** START PAGE TEXT **
Oars and Oar locks (pinned, ring or Y with oar rites)

Discussion in 'Watercraft' started by lastcall, May 24, 2013.

  1. I have an old Scadden McKenzie drifter 3X with two piece aluminum oars. (I also have a Buck's Bag South Fork with the same type of oars) I am thinking about getting some new oars, Scadden Power Stroke, Sawyers, Cataract or similar. The question I have is about the oar locks.

    There is a thread about pins as the oar lock. I can see where this would be handy because the oar would always be in the proper position when you needed to use it. However, having to drill a hole in the oar shaft means that you have a weak point where the oar can break. It also means that the oar position can never be changed.

    Then there is the ring oar lock. The oars are very adjustable but the rower must position the blade each time he uses it. I think that this would be the strongest oar-oar lock combination. It is also the hardest combination to loose if the oar lock is pined in below the socket like on my pontoons.

    The third type of is the open or 'Y' type of oar lock with oar rites. With this combination the oars a removable from the oar locks but the rower must rotate the oar until the oar rite is in position to slip into the oar lock before using. Because the oar lock is open on top it is not as strong as the ring type oar lock.

    So what have you found you like and dislike when using the different types of oar locks and why?

    Thanks for your comments and help in getting the best combination.

    Ed Dahl
  2. I have always used standard oar locks in my DB and toons with oar rights. I would cut the oar rights down so that it is easy to pull the oar in a little and feather the blades if needed.
  3. I agree. I've had problems with ring oar locks. I had an oar get stuck in the brush on the Yakima and it pulled right out of the oar lock. Recovery was a pretty interesting process. Now I use open locks and oar rites and haven't had any problems.

  4. Regarding the pin-through design of Scadden and other frameless boats: I have never been a fan of the design. Like you say, the hole through the oar shaft is a weak point, and drilling new oars isn't something I wanted to do. Fortunately, I discovered a solution from NW RIver Supply that offers the same benefits as pin-through design, without the problems. Basically, a clamped-on pin clip.
** END PAGE TEXT **
** START MATERIAL **
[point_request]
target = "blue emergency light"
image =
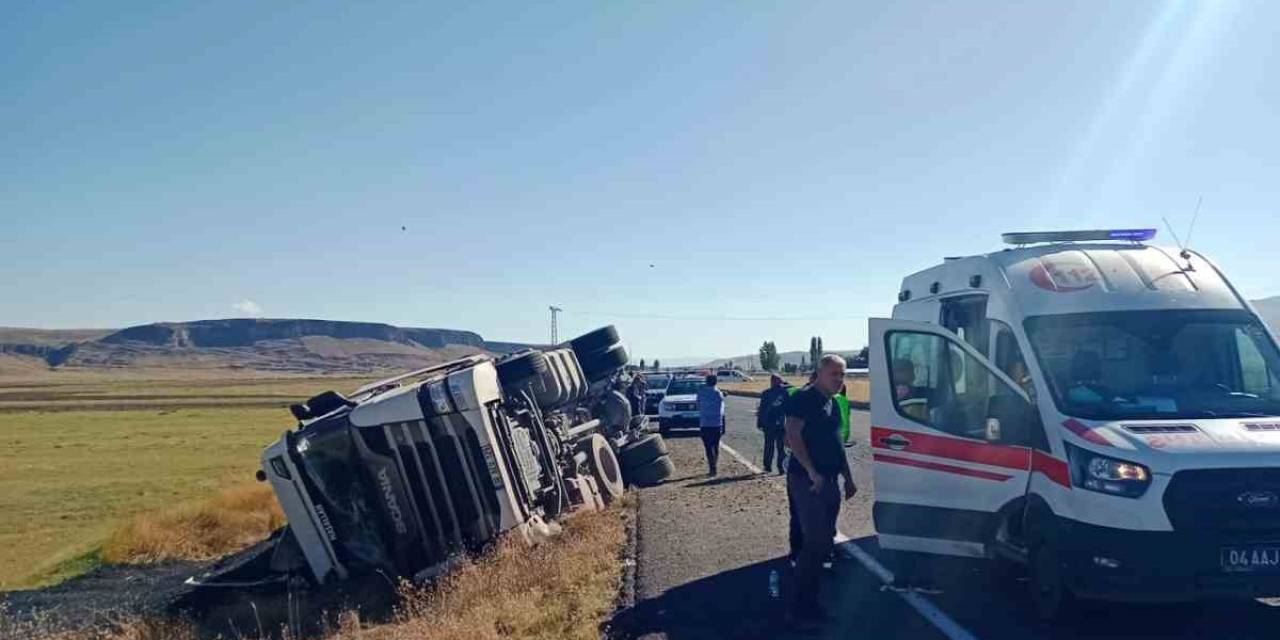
** END MATERIAL **
DIRECTION
Could you pick up the oar lock discussion from its last sentence and continue it?

ANSWER TO THIS EXERCISE
    The clip alone can be found here:


    Works great on those Scadden pin oarlocks.

  5. I think you may be using the wrong criteria to judge oars/oar locks. Ring-type oars locks are not used on (good) river watercraft or whitewater boats for a reason: oars that can not come out when needed (an oar is pinned or trapped on a rock, etc.) can flip a boat. Whitewater boaters actually carefully 'tune' their open oar locks so that the oar will pop out hopefully before the boat gets in trouble. Flipping a boat with a stuck oar is a concern with 'pinned' oars on Watermaster and Scadden type boats but one of the system components will often break first, by design. (Be careful 'beefing' up the components of these systems.)

    If you are worried about losing an oar that pops out, most people use a short cord/strap/retainer around the oar shaft so it doesn't float off. Be careful to keep it short (and carry a river knife) so it doesn't become a safety hazard and be sure it is not so strong that it can't break if needed. If the oar does float away, it's not that big a deal if you have a spare oar; simply pop it on and go fetch the runaway oar. There are very few rivers I float without a spare oar, spare oar lock, and spare retaining ring.

    For more info on open oar locks vs pin and clips, NRS has a good primer: http://www.nrsweb.com/frames/OarAccessories.asp?deptid=980&tn=48
    Dan Nelson and Ed Call like this.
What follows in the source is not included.